# Excerpted text:
Check out SGDClassifier and partial_fit()...I've used these to good effect.
Also, PROTIP: if you want decent help, don't piggy-back on threads that
have nothing to do with your question.
Just sayin'.
On 16 November 2012 12:23, Ronnie Ghose <[email protected]> wrote:
> Any ideas for online learning with Scikit? I have a data set that is >
> 20gb that I want to train on.... I don't think I can do that easily, so
> what should I do?

# To do:
1 > In the Scikit thread, which classifier and method does the reply recommend?
2 > Sum up the Scikit thread in two sentences.
3 > Pick up the Scikit thread after its last line and carry it forward.
The data after this point is separate from the Scikit thread.

# Provided material:
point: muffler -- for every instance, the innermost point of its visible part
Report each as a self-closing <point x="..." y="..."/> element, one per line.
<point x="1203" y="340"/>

# Replies:
1 > SGDClassifier and partial_fit().

2 > Ronnie Ghose asks for ideas on online learning with Scikit for a data set larger than 20 GB that would be hard to train on easily. The reply recommends SGDClassifier and partial_fit(), and it adds a tip not to post questions on unrelated threads.

3 >
>
> Thanks,
> Shomiron Ghose
>
>
> On 15 November 2012 15:45, Fred Mailhot <[email protected]> wrote:
>
>> Dear list,
>>
>> I'm using GridSearchCV to do some simple model selection for a text
>> classification task. I've got it working (see below for caveat), but I'm
>> not convinced that I'm making the best use of this tool. If someone has the
>> time/inclination, I'd love a set of eyes to check the following gist to see
>> if I'm doing this correctly:
>>
>> https://gist.github.com/e2ca1910450819a8a28
>>
>> Also, for some reason this is throwing errors when I set n_jobs to
>> anything other than 1. I'm on OS X 10.7.4, using sklearn 0.13. The
>> traceback looks like:
>>
>> Process PoolWorker-1:
>> Traceback (most recent call last):
>> File
>> "/System/Library/Frameworks/Python.framework/Versions/2.7/lib/python2.7/multiprocessing/process.py",
>> line 232, in _bootstrap
>> self.run()
>> File
>> "/System/Library/Frameworks/Python.framework/Versions/2.7/lib/python2.7/multiprocessing/process.py",
>> line 88, in run
>> self._target(*self._args, **self._kwargs)
>> File
>> "/System/Library/Frameworks/Python.framework/Versions/2.7/lib/python2.7/multiprocessing/pool.py",
>> line 59, in worker
>> task = get()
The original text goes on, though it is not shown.